"""

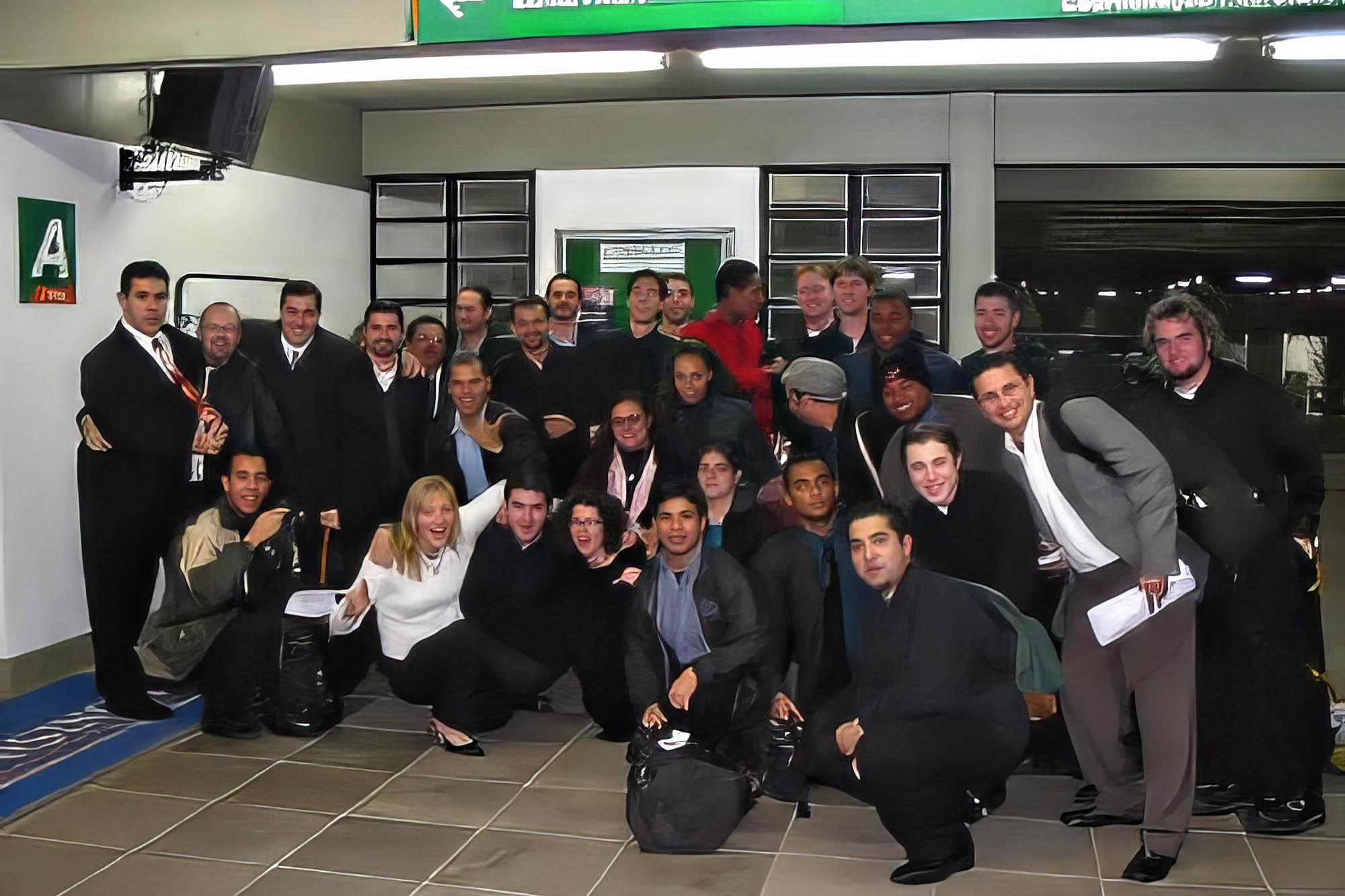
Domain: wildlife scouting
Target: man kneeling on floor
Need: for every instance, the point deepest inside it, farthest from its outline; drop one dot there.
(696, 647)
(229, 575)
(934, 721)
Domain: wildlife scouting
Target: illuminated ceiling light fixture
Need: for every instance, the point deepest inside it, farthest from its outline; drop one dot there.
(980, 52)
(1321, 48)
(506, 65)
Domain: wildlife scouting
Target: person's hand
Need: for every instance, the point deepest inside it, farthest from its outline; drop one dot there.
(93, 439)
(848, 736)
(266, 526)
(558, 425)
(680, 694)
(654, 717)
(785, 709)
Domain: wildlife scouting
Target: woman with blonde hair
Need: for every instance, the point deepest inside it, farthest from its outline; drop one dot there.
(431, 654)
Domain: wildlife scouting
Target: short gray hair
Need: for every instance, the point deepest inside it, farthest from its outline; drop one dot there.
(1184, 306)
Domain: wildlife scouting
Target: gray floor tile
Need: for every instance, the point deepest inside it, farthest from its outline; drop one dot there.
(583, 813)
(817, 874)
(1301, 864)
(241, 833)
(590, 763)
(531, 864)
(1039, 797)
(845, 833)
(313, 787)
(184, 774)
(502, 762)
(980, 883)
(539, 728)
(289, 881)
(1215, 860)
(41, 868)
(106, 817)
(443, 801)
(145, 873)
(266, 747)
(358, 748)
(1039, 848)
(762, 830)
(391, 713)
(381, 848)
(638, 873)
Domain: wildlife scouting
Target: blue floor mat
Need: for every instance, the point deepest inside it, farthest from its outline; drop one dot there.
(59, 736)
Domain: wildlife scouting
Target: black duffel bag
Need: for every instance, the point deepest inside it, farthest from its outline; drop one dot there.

"""

**WHAT THE EXERCISE ASKS:**
Output each line exactly; omit every picture.

**TASK SOLUTION:**
Domain: wildlife scouting
Target: man kneeling on floor
Need: for every instance, the point deepest inside it, farthest from its outline; drop one dot there.
(696, 647)
(229, 575)
(934, 721)
Domain: wildlife scouting
Target: illuminated ceiling light fixture
Need: for every instance, the point deepest inside it, farthest from its outline; drop one dot there.
(980, 52)
(1321, 48)
(506, 65)
Domain: wildlife scouting
Target: person's hand
Need: for every instance, the point deepest inside it, farthest from its outline; drop one dot there.
(93, 439)
(848, 736)
(266, 526)
(558, 425)
(680, 694)
(654, 717)
(785, 709)
Domain: wildlife scouting
Target: woman with blonde hair
Need: for every instance, the point deepest inside it, farthest from its outline; drop one dot there.
(431, 654)
Domain: wildlife scouting
Target: short gray hair
Need: for every instance, the point deepest inside it, farthest from its outline; drop one dot there.
(1184, 306)
Domain: wildlife scouting
Target: gray floor tile
Need: for every instance, the point deepest inside it, farthest from its outline; drop one dot there.
(583, 813)
(817, 874)
(1301, 864)
(241, 833)
(590, 763)
(531, 864)
(1039, 797)
(845, 833)
(313, 787)
(184, 774)
(502, 762)
(980, 883)
(539, 728)
(289, 881)
(1215, 860)
(41, 868)
(106, 817)
(443, 801)
(145, 873)
(266, 747)
(358, 748)
(1039, 848)
(762, 830)
(391, 713)
(381, 848)
(638, 873)
Domain: wildlife scouting
Target: blue floor mat
Need: for every instance, the point deepest inside it, farthest from its outline; drop one dot there.
(59, 736)
Domain: wildlife scouting
Target: black duffel bag
Need: for every instance, the point deepest inside it, farthest from its outline; drop one dot there.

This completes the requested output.